PROBLEM STATEMENT
Give the listing below again in full, exactly as written.

**** DATA TO USE ****

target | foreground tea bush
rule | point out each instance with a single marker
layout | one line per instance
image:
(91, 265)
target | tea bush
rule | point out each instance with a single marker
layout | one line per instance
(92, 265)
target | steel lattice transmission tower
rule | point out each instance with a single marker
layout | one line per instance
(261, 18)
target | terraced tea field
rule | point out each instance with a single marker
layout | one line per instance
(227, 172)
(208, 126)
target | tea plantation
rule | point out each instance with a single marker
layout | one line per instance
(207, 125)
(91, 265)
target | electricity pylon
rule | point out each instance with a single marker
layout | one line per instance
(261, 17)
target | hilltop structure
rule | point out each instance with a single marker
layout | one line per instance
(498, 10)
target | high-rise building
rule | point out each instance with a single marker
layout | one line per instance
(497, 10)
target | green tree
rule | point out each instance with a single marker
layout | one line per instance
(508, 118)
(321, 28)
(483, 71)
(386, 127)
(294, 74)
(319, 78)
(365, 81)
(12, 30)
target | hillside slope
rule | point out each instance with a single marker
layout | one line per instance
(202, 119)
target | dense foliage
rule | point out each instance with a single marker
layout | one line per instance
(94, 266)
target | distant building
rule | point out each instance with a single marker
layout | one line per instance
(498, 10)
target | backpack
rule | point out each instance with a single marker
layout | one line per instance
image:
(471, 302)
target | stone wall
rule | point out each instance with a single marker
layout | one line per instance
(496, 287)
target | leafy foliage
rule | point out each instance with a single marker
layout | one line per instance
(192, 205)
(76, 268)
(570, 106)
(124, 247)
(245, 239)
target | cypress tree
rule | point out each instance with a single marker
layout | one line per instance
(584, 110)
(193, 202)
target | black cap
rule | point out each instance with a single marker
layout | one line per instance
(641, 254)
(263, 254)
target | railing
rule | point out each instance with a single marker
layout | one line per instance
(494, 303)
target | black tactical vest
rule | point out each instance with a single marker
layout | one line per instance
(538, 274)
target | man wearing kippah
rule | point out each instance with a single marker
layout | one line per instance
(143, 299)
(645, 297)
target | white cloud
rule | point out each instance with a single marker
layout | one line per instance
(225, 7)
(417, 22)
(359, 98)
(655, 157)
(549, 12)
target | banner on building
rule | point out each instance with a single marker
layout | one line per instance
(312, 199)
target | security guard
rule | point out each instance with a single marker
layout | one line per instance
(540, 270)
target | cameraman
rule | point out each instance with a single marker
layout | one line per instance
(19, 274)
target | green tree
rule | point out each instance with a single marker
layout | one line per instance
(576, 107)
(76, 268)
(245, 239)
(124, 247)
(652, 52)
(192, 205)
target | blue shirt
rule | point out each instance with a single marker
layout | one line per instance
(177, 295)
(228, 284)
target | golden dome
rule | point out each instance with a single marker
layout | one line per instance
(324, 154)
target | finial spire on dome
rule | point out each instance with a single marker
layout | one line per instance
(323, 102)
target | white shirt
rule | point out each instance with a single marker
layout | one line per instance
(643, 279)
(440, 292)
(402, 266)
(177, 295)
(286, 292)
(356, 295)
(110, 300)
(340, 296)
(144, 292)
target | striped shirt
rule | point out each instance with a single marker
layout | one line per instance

****

RESULT
target | foreground tea bush
rule | point out each instance with a single marker
layout | one line per instance
image:
(91, 265)
target | tea bush
rule | point out each instance with a single marker
layout | one line per instance
(92, 265)
target | steel lattice transmission tower
rule | point out each instance with a single marker
layout | one line per instance
(261, 18)
target | terraced tea field
rule | point out each instance with a single marker
layout | one line per instance
(227, 172)
(208, 126)
target | tea plantation
rule | point out each instance with a single marker
layout | one line per instance
(207, 125)
(91, 265)
target | electricity pylon
rule | point out each instance with a single marker
layout | one line per instance
(261, 17)
target | hilltop structure
rule | point out each instance with a single marker
layout | one line per instance
(498, 10)
target | high-rise building
rule | point out each instance with a single marker
layout | one line per instance
(497, 10)
target | green tree
rule | point out each instance with a single marker
layout | one line per instance
(508, 118)
(321, 28)
(483, 71)
(386, 127)
(294, 74)
(319, 78)
(365, 81)
(12, 30)
target | hillside slope
rule | point out each instance with a single marker
layout | one line per instance
(202, 119)
target | dense foliage
rule | point out each instance with a single marker
layout | one line per instance
(94, 266)
target | distant building
rule | point out each instance with a single marker
layout | one line per instance
(498, 10)
target | backpack
rule | point out each instance with a single marker
layout | one line per instance
image:
(471, 302)
target | stone wall
rule | point out each instance with a single marker
layout | one line per instance
(496, 287)
target | leafy foliage
rule | point out each instance with a single marker
layout | one line per instance
(192, 205)
(76, 268)
(570, 106)
(124, 247)
(245, 239)
target | cypress tree
rule | point out each instance with a single marker
layout | one line per instance
(584, 110)
(193, 202)
target | black cap
rule | point out each instance with a single marker
layout | one line per instance
(641, 254)
(263, 254)
target | railing
rule | point out each instance with a single marker
layout | one line per instance
(494, 303)
target | black tactical vest
rule | point out each instance with a single marker
layout | one line per instance
(538, 274)
target | man wearing kippah
rule | point out each instance with a single marker
layout | one line per instance
(143, 299)
(645, 297)
target | white cloud
rule | point out each instance with a single marker
layout | one line per instance
(225, 7)
(417, 22)
(359, 98)
(655, 157)
(549, 12)
target | banner on building
rule | point out each instance with a single marker
layout | one line per instance
(312, 199)
target | security guard
rule | point out each instance with a single marker
layout | one line per instance
(540, 270)
target | cameraman
rule | point out each instance with a single marker
layout | one line per instance
(19, 274)
target | green tree
rule | point out each instance with a single marker
layout | one line per instance
(576, 107)
(76, 268)
(245, 239)
(124, 247)
(652, 52)
(192, 205)
target | blue shirt
rule | point out each instance with a single marker
layout | one line per instance
(177, 295)
(228, 284)
target | golden dome
rule | point out each instance with a single marker
layout | one line per instance
(324, 154)
target | finial spire on dome
rule | point out each instance with a single marker
layout | one line per instance
(323, 102)
target | white shirt
rule | point out each instance with a single marker
layout | one line per instance
(643, 279)
(440, 292)
(402, 266)
(177, 295)
(286, 292)
(356, 295)
(110, 300)
(340, 296)
(144, 292)
target | striped shirt
rule | point out each instance with a single marker
layout | one line per instance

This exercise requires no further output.